### Passage to read
**********

By Norihiko Shirouzu
(Reuters) – Renault SA, Nissan Motor Co and Mitsubishi Motors Corp plan to triple their investment to jointly develop electric vehicles (EVs), two people with knowledge of the plan told Reuters.
As established automakers face pressure from new competitors and an expected shift in demand toward EVs, the French-Japanese alliance is seeking to deepen cooperation.
The three are expected to announce on Thursday a plan to invest more than 20 billion euros ($23 billion) over the next five years on EV development, the sources said. By 2030, the alliance is expected to come up with more than 30 new battery EVs underpinned by five common platforms, they said.
That is in addition to 10 billion euros the group has already spent on electrification, said the two people with knowledge of the plan.
A Nissan spokesperson declined to “comment on speculation”. Spokespeople for Renault and Mitsubishi did not respond to requests for comment.
The “Alliance to 2030” plan aims to show “intensified cooperation” among the automakers, highlighting a “shared vision on electrification and connected mobility,” one source said. The five common platforms are expected to cover 90% of EVs the companies are expected to develop and launch by 2030, the sources said.
The three-firm alliance has developed and partly deployed four common EV platforms.
One underpins EVs such as Nissan’s upcoming Ariya and Renault’s Megane EV, and another supports affordable no-frills cars by Nissan and its China market partner Dongfeng, as well as for Renault’s Dacia brand. The other two are platforms for micro minis, called “kei cars” in Japan, and light commercial vehicles.
By mid-decade, the alliance aims to deploy a fifth common platform for compact EVs designed by Renault, the sources said.
Nissan has already decided to use this platform, called CMFB-EV, and other standardised components to electrify the Nissan Micra compact car, while Renault is expected to come up with a similar EV car based on the same platform, the sources said. The Micra EV is projected to be released by the mid-2020s.
The automakers hope to make compact EVs as affordable as gasoline-fuelled vehicles of similar size, the sources said.

**********

### Information

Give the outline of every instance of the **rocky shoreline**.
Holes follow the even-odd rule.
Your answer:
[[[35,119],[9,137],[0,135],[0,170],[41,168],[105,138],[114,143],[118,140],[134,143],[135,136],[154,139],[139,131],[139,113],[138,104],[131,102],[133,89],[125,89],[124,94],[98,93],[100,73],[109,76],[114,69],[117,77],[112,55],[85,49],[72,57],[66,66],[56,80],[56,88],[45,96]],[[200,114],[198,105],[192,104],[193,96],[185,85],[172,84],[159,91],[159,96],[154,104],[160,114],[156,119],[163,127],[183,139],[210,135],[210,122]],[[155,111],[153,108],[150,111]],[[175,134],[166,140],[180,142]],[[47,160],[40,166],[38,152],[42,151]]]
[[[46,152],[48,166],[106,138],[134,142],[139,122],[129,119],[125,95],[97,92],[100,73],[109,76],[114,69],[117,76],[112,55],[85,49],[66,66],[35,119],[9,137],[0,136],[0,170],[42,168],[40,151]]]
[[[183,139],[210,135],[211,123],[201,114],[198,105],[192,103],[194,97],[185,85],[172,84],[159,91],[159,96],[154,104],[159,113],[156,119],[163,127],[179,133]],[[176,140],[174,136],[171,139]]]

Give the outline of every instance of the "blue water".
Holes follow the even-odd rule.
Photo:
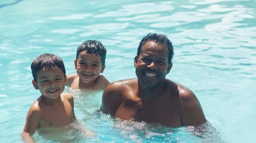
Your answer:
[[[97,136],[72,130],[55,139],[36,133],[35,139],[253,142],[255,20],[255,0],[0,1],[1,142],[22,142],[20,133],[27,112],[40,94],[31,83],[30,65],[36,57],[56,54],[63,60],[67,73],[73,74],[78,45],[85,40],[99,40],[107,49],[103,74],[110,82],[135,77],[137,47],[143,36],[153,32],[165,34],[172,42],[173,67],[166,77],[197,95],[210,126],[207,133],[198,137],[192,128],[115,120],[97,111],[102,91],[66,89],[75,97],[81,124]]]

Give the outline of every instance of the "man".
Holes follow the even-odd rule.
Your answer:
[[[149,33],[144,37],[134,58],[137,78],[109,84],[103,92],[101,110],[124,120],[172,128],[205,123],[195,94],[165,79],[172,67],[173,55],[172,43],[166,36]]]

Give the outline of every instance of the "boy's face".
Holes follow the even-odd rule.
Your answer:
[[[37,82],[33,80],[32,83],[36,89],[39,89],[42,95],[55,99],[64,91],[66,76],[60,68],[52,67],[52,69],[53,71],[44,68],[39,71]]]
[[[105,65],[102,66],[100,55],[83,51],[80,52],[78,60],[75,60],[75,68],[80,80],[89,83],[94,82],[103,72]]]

**********

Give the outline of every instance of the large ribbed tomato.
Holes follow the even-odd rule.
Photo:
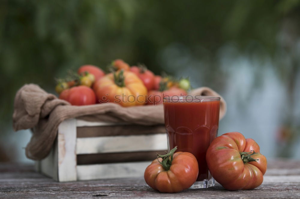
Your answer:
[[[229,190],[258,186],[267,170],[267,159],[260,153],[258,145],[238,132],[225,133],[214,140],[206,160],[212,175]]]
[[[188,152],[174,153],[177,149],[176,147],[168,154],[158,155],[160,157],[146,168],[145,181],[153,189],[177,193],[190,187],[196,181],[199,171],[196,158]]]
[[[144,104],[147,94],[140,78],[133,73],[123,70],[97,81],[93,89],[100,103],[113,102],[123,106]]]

**********

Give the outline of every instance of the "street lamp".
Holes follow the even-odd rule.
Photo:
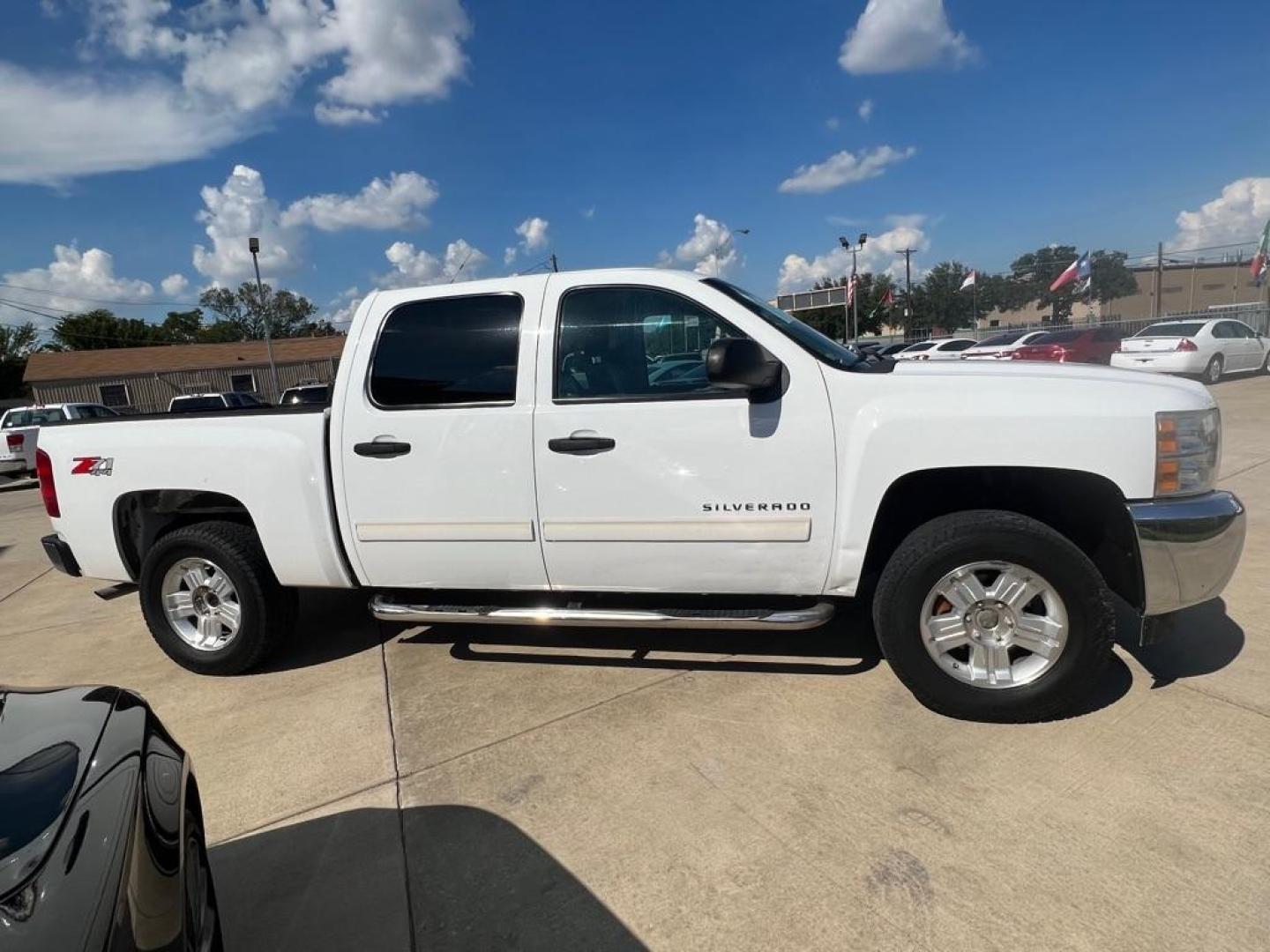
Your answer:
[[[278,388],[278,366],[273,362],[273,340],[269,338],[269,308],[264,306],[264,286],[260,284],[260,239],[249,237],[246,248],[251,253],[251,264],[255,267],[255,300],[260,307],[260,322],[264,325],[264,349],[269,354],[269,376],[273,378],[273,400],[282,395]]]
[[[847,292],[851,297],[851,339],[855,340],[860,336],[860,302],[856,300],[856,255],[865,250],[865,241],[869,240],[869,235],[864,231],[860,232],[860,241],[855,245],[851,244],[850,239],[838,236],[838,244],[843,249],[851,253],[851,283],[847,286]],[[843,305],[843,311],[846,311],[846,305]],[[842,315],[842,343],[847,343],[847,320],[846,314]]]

**********

### Brief 1
Answer these questions using the article on the Renault, Nissan and Mitsubishi electric vehicle plan:
(a) How much has the group already spent on electrification?
(b) What is the name of the common platform for compact EVs designed by Renault?
(c) How many new battery EVs is the alliance expected to come up with by 2030?
### Brief 2
Pick up the article on the Renault, Nissan and Mitsubishi electric vehicle plan after its final sentence and continue it.
The items can be set aside; none of them is needed here.

### Task response 1
(a) 10 billion euros
(b) CMFB-EV
(c) More than 30

### Task response 2
The automakers are expected to use common batteries and other key components. The alliance plans to jointly invest in capacity to produce in France, Britain, China and Japan a total of 220 gigawatt hours of battery capacity by 2030 under the plan, the sources said.
By standardising and sharing batteries, the alliance expects to halve battery manufacturing costs, they said.
The alliance is also expected to share solid-state lithium-ion battery technology, which Nissan has been developing, they said.
The plan had been for the leaders of Renault, Nissan and Mitsubishi to announce the 2030 plan last autumn at an event in Japan, but the announcement was postponed until this week because of a surge in COVID-19 in Japan, the sources said.
A disagreement between Nissan and Renault over the French firm’s proposals for a full-blown merger – tensions that burst into the open with the arrest of former alliance leader Carlos Ghosn in 2018 – corresponded with stalled efforts to collaborate on technology and vehicle development, people with knowledge of the matter have said.
The three automakers all have their own hybrid technologies with few shared key parts and systems. The limited cooperation in sourcing and development has raised concern within the group about the ability to achieve cost savings, one source said.
It was not immediately clear whether alliance leaders will discuss hybrids as part of their 2030 plan.
Nissan said in November it planned to spend some $18 billion over five years to accelerate vehicle electrification, launching 23 electrified vehicles – including gasoline-electric hybrids – by 2030, including 15 EVs. Half of Nissan’s vehicle mix will be electrified by 2030, including EVs and e-Power hybrids, the company said.
Renault has said its Renault brand will be 100% electric in Europe by 2030, but company officials told Reuters the target does not apply to markets outside Europe and the group’s other brands, such as Dacia.